Minister of Labor of Ecuador
- Incumbent
- Assumed office November 2023
- President: Daniel Noboa Azín

Personal details
- Born: March 8, 1967 (age 59) Ecuador
- Alma mater: University of Guayaquil Universidad Espíritu Santo (UEES)
- Profession: Lawyer

= Ivonne Núñez =

Ecuadorian lawyer and Minister

Ivonne Núñez Figueroa is an Ecuadorian lawyer by profession, with diplomas in international and Ecuadorian economics. She holds master's degrees in international business and foreign trade, as well as in constitutional law. She practiced law for over 16 years before being appointed as a Judge in the areas of criminal, traffic, and juvenile law. She was later assigned as an Appellate Judge in the Labor Chamber. Since November 2023, she has served as the Minister of Labor in the government of President Daniel Noboa Azin.

==Life==

Núñez became a qualified lawyer and she has a doctorate from the Argentinian University of Mar del Plata. She became a judge at the Provincial Court of Justice of Guayas.

In 2016 Núñez was accused along with four other judges of having interfered with cases in the Criminal and Labor Chambers. All five of them lost their positions as judges. She took on the case of Ricardo Rivera. She was the first defense lawyer for Ricardo Rivera who had been accused of money laundering. This was high profile as Ecuador's 48th Vice President Jorge Glas was Ricardo Rivera's nephew. Glas went to jail for corruption by Odebrecht. The constitutional court restored her position as a judge after two years. Ricardo Rivera was later defended by Aníbal Quinde.

· · · · ·

Assigned task A:
In the Ivonne Núñez profile, which university gave her a doctorate?
Assigned task B:
List every university named in the Ivonne Núñez profile.
Assigned task C:
Write the next part of the Ivonne Núñez profile, picking up after its last sentence.

· · · · ·

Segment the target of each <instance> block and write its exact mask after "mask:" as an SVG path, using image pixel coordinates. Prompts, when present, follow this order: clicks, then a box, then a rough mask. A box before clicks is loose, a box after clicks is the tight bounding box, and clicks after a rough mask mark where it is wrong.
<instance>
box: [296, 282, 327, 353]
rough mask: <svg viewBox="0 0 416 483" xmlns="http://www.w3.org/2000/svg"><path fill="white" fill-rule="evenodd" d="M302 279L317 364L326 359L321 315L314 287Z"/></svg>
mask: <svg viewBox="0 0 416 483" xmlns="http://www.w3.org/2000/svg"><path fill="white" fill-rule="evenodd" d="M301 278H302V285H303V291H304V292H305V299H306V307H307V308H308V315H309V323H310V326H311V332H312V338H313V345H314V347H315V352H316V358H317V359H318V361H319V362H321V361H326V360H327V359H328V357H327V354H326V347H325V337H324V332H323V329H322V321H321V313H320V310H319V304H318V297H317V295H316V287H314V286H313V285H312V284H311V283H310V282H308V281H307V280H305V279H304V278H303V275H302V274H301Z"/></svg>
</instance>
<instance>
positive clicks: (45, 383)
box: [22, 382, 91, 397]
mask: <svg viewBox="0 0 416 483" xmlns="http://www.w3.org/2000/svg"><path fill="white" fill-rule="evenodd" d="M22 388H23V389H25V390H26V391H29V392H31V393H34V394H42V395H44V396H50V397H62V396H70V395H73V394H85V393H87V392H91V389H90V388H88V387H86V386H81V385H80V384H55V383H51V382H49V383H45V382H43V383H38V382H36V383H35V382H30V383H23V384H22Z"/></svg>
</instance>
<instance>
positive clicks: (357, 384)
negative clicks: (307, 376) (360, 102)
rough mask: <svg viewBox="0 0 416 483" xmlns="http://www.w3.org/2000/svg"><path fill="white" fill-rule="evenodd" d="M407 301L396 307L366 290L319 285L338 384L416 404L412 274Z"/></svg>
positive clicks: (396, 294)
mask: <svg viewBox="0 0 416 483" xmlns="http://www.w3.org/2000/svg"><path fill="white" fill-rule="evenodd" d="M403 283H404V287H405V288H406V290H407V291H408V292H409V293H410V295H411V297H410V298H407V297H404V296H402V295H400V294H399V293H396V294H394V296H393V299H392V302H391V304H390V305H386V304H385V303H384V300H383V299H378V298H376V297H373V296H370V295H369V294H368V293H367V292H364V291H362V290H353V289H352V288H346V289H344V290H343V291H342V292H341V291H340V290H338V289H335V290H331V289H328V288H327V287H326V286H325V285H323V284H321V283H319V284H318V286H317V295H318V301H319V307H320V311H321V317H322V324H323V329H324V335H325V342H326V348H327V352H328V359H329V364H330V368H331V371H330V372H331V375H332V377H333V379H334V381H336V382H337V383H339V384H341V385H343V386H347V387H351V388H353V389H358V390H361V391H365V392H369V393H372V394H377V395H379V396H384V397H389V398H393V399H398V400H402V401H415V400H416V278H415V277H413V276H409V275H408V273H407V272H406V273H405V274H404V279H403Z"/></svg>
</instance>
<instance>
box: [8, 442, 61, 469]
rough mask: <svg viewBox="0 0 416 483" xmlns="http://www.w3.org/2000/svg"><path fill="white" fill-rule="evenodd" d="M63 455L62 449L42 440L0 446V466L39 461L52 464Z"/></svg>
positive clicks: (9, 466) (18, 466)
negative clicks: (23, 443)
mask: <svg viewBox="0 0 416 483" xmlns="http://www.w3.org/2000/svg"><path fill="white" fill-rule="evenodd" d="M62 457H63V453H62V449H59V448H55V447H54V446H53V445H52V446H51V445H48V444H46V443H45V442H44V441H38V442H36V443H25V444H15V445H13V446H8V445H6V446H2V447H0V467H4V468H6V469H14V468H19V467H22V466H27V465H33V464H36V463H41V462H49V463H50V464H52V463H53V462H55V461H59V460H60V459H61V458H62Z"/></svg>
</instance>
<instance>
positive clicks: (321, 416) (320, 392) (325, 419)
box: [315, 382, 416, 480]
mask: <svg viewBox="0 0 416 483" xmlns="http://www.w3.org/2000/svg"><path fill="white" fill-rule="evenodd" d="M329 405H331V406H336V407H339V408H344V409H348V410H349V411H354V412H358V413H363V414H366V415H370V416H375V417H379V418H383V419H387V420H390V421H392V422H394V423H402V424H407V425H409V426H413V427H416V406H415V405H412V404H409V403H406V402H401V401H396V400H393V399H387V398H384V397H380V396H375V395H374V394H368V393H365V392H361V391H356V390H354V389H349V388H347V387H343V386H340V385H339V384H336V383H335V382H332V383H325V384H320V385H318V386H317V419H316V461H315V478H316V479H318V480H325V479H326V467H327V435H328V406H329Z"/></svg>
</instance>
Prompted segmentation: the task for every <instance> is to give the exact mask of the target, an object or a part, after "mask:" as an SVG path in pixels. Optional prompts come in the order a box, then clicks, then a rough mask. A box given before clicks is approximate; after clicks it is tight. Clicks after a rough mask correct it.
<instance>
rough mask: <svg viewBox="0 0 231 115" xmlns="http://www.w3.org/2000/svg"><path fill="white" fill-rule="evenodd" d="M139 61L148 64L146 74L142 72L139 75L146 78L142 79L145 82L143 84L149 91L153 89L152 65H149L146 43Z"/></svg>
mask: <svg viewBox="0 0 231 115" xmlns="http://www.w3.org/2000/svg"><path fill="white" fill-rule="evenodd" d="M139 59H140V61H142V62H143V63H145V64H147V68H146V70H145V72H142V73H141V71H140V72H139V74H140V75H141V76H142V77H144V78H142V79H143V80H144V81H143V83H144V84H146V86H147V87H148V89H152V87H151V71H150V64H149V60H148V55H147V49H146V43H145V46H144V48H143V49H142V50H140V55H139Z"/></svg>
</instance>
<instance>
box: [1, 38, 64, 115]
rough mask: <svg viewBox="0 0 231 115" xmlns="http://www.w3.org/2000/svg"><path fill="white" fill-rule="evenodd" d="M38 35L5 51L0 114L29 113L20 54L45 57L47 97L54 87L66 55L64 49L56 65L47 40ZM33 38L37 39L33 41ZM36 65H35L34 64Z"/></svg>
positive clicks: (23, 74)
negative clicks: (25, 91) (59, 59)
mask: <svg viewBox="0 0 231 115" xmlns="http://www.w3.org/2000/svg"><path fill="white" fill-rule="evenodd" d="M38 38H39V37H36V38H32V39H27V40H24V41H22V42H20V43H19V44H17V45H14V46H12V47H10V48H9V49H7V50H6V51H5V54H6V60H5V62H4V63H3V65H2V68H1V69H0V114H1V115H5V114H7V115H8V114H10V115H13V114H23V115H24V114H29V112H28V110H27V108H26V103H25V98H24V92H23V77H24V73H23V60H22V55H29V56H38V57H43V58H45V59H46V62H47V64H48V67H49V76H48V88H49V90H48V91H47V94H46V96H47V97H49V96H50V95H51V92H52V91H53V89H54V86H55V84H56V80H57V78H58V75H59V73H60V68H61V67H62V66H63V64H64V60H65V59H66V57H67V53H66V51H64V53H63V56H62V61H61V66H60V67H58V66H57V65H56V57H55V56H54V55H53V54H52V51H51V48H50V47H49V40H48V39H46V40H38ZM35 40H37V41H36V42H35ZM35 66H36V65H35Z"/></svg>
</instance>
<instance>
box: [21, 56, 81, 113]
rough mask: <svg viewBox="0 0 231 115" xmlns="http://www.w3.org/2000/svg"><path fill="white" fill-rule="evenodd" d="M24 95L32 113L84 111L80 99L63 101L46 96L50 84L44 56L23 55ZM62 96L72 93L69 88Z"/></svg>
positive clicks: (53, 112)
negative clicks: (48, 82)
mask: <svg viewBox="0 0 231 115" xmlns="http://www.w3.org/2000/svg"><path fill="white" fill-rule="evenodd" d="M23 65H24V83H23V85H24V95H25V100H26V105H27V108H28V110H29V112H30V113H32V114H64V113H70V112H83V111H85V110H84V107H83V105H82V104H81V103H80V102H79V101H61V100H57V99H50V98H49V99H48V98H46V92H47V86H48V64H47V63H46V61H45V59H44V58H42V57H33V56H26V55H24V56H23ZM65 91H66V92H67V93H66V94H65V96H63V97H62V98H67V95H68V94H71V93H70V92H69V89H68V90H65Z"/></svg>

· · · · ·

Your response A:
The Argentinian University of Mar del Plata.

Your response B:
University of Guayaquil; Universidad Espíritu Santo (UEES); Argentinian University of Mar del Plata

Your response C:
In November 2023 she was chosen by Ecuador's new president, Daniel Noboa, to be the Minister of Labour. She and the rest of the President's cabinet were sworn in on 23 November 2023. She took over from Patricio Donoso. Fellow ministers in the new government included Romina Muñoz, Arianna Tanca, Monica Palencia and Gabriela Sommerfeld.

In December 2023 Núñez made a unilateral decision to raise the Unified Basic Salary by ten dollars per month to $460 in line with projected inflation figures. The decision should have been made by the National Council of Labor and Employment but they failed to come to a decision.

Núñez was elected to be the President of Ecuador's Archery Federation by the leading archery clubs. and she served on a commission of the American Boxing Confederation. She has run marathons.